EXERCISE DESCRIPTION:
How many lines in the rows below contain the word "number"? Reply with the count alone.

GIVEN DATA:

[Begin]

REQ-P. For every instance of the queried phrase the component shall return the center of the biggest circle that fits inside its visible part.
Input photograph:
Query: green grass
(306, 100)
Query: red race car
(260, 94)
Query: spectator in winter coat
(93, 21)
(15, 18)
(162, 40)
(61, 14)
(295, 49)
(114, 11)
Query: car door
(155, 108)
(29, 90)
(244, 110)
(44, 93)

[End]
[Begin]

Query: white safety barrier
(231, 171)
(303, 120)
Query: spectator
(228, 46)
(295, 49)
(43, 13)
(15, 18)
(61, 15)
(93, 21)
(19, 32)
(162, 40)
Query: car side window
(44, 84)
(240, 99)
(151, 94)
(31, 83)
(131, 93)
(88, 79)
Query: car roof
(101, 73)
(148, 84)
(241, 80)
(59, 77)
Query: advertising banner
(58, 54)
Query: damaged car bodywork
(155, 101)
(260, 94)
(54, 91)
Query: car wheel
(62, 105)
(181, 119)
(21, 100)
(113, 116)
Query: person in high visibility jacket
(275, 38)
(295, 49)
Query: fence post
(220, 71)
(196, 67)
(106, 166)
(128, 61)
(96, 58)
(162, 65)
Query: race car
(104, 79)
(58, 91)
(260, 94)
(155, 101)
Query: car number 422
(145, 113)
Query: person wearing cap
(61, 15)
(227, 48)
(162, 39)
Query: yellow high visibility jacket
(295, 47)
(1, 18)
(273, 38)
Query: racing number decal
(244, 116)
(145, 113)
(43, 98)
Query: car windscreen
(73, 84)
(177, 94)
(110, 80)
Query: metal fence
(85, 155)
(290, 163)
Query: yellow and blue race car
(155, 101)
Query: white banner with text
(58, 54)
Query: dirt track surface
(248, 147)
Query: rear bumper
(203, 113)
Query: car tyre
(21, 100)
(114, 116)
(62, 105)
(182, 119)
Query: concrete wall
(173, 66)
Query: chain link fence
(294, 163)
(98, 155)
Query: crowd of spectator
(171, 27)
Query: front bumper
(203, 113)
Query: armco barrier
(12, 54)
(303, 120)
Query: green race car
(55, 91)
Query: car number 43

[End]
[Begin]

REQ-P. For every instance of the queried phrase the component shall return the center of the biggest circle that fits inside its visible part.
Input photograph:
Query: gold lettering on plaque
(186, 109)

[End]

RESPONSE TO THE EXERCISE:
3